◆ WHAT NEEDS TO BE DONE: Scan the entries below for the word "Where", then copy each line that holds it.

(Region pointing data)
::::::::

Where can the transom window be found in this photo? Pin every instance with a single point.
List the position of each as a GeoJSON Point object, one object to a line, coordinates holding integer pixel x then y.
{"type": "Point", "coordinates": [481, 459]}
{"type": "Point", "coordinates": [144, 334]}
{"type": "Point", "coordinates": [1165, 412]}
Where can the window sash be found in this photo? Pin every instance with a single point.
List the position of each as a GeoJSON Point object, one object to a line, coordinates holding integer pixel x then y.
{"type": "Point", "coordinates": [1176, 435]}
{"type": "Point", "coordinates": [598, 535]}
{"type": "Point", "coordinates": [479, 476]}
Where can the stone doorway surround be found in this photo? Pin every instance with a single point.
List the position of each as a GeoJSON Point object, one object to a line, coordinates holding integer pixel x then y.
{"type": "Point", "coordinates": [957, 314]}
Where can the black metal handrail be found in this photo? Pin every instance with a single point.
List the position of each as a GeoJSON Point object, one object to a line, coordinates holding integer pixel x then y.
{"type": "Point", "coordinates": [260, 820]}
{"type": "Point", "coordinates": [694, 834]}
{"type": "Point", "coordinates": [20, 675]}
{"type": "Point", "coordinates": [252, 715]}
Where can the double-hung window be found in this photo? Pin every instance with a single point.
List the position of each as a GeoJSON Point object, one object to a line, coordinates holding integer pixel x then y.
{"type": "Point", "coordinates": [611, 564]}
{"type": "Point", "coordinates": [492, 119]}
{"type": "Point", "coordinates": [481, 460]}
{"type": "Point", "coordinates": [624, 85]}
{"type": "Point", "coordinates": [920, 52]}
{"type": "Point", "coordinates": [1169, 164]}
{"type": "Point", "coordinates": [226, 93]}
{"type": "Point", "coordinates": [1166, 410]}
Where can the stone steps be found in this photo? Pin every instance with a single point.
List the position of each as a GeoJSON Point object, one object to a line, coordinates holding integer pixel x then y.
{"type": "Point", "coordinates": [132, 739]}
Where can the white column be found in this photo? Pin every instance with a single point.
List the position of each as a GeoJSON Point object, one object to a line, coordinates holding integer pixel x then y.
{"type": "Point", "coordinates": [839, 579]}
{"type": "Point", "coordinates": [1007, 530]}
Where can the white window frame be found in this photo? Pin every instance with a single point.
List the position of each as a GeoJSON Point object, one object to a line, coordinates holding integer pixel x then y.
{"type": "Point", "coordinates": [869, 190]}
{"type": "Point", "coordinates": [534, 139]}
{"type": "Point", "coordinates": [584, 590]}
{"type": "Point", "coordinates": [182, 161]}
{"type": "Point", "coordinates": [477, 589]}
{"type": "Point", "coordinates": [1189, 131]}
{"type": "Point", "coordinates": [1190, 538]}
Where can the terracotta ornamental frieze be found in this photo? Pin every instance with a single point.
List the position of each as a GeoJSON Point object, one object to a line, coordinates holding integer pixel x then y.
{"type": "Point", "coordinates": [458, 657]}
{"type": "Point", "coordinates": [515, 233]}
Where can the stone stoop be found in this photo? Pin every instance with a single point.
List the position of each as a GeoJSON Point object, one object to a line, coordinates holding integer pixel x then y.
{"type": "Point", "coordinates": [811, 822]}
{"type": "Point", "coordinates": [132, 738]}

::::::::

◆ EXERCISE OUTPUT:
Where can the transom window be found in this photo? Pin every instance with a single point.
Where can the window sash be found in this photo? Pin every instance with a single point.
Where can the stone doorway surround be found in this photo? Pin every instance with a single point.
Where can the black metal handrail be found in this photo? Pin every instance with a single point.
Where can the double-hung window be found in this photo? Pin every instance with a single point.
Where can the stone steps be found in this photo? Pin every instance with a single point.
Where can the white column be found in this photo? Pin every instance with a single point.
Where can the white window frame be found in this photo? Pin every instance with a single point.
Where can the terracotta ornamental frieze be found in this photo? Pin every instance with a single point.
Where can the stone stoop be found in this photo? Pin every instance with a single point.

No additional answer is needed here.